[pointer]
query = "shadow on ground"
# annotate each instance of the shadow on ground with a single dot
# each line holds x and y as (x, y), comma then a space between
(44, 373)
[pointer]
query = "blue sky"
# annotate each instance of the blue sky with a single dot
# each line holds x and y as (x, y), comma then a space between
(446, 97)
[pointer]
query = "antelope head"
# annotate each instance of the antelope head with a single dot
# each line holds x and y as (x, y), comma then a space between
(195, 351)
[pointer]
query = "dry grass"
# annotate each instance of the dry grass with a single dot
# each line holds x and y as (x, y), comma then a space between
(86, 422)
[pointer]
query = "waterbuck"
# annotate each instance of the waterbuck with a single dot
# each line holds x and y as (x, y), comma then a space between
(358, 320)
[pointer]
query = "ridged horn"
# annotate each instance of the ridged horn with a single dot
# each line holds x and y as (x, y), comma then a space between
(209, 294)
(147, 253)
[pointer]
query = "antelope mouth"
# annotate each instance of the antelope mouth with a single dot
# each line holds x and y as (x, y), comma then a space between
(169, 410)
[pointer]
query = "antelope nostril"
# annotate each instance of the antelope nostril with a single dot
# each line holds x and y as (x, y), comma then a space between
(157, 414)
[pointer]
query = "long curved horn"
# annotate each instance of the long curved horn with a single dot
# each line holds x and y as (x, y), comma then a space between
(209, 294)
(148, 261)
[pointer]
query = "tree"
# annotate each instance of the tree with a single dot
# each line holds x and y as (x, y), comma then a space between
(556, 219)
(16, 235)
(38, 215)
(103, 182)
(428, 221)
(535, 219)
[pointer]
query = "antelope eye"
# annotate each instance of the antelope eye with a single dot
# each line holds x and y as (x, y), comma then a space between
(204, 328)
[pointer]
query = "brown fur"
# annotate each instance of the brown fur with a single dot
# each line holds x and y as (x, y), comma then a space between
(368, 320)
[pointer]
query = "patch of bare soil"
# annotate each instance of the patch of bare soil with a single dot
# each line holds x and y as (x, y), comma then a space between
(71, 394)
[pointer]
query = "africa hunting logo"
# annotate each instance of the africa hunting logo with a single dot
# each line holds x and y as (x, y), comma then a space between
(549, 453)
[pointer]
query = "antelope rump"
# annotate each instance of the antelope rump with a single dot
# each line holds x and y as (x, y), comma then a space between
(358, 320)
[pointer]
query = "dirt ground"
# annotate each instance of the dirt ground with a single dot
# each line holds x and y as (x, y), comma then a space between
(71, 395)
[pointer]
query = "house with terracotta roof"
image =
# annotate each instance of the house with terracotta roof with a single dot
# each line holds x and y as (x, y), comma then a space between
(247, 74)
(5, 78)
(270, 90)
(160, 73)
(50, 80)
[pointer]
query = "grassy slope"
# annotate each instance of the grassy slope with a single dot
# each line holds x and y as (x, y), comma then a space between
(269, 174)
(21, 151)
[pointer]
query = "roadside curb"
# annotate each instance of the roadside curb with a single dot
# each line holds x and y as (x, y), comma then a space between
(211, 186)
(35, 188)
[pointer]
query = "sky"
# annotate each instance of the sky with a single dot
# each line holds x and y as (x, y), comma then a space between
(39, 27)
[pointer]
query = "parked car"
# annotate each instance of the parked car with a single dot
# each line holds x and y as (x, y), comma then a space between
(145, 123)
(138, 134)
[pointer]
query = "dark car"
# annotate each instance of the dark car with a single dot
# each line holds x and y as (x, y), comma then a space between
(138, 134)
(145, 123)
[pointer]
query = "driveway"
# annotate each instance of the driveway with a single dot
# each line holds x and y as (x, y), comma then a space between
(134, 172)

**STATED PROBLEM:** Copy the records above exactly as they appear.

**FINISHED TASK:**
[pointer]
query = "shadow on ground"
# annotate each instance of the shadow on ground with a single dot
# each line holds x and y as (x, y), comma then a space between
(44, 373)
[pointer]
query = "blue sky"
# annotate each instance of the blue sky with a single dot
# each line holds x and y as (x, y), comma then a space between
(446, 97)
[pointer]
query = "antelope head"
# annotate each instance of the antelope head with a single dot
# each line holds x and y as (x, y), comma then a space between
(195, 351)
[pointer]
query = "dry grass"
# annotate each instance of the dry grass with a single dot
# each line holds x and y as (x, y), comma then a space between
(86, 422)
[pointer]
query = "waterbuck"
# annotate each instance of the waterbuck with a single dot
# each line holds x and y as (x, y), comma then a space between
(358, 320)
[pointer]
query = "ridged horn"
# annotate each instance of the ridged horn with a single dot
# each line holds x and y as (x, y), comma then a space between
(209, 294)
(147, 253)
[pointer]
query = "antelope mouth"
# annotate each instance of the antelope mouth with a single dot
# each line holds x and y as (x, y), comma then a space between
(169, 410)
[pointer]
query = "antelope nostril"
# annotate each instance of the antelope nostril with a single dot
# each line holds x and y as (x, y), comma then a space between
(157, 414)
[pointer]
query = "long curved horn"
# annotate each instance of the long curved horn with a single dot
# each line holds x and y as (x, y), comma then a space between
(209, 294)
(148, 261)
[pointer]
query = "tree"
# annotate each instance of the tree with a single dot
# each line holds x and y as (x, y), comma then a space between
(556, 219)
(16, 235)
(38, 215)
(103, 182)
(428, 221)
(535, 219)
[pointer]
query = "antelope eye"
# annotate each instance of the antelope eye with a single dot
# each line holds x and y as (x, y), comma then a space between
(204, 328)
[pointer]
query = "brown fur"
# annotate each instance of the brown fur with a single dot
# each line holds x and y as (x, y), comma then a space between
(368, 320)
[pointer]
query = "patch of bare soil"
# annotate each instance of the patch of bare soil with a single dot
# each line holds x and y as (x, y), comma then a space between
(71, 394)
[pointer]
query = "africa hunting logo"
# annotate each instance of the africa hunting logo with a single dot
# each line holds x and y as (x, y), comma then a space between
(549, 453)
[pointer]
query = "antelope rump"
# annotate each instance of the antelope rump with a single dot
# each line holds x and y as (x, y), comma then a space between
(358, 320)
[pointer]
query = "dirt ground"
# annotate each instance of the dirt ground with a single dot
# each line holds x and y as (x, y), comma then a space between
(71, 395)
[pointer]
query = "house with terracotta roof"
image =
# annotate each instance of the house with terracotta roof with a single dot
# each line holds x and y as (x, y), comma then a space between
(247, 74)
(5, 78)
(270, 90)
(160, 73)
(50, 80)
[pointer]
query = "grassy slope"
# annotate each instance of the grassy slope with a single dot
# each line holds x and y as (x, y), comma then a space between
(269, 174)
(21, 151)
[pointer]
query = "roadside curb"
# annotate each instance of the roadside curb with a single dot
# each line holds x and y as (x, y), comma then a space between
(211, 186)
(35, 188)
[pointer]
query = "sky"
# annotate each instance of the sky with a single dot
# each line holds x and y as (x, y), comma then a space between
(39, 27)
[pointer]
query = "parked car"
# annotate each instance of the parked car with a single dot
# each line holds x and y as (x, y), comma then a space between
(145, 123)
(138, 134)
[pointer]
query = "dark car"
# annotate each instance of the dark car with a single dot
# each line holds x and y as (x, y), comma then a space between
(138, 134)
(145, 123)
[pointer]
query = "driveway"
# annotate each instance of the driveway with a single dot
# each line holds x and y as (x, y), comma then a space between
(134, 172)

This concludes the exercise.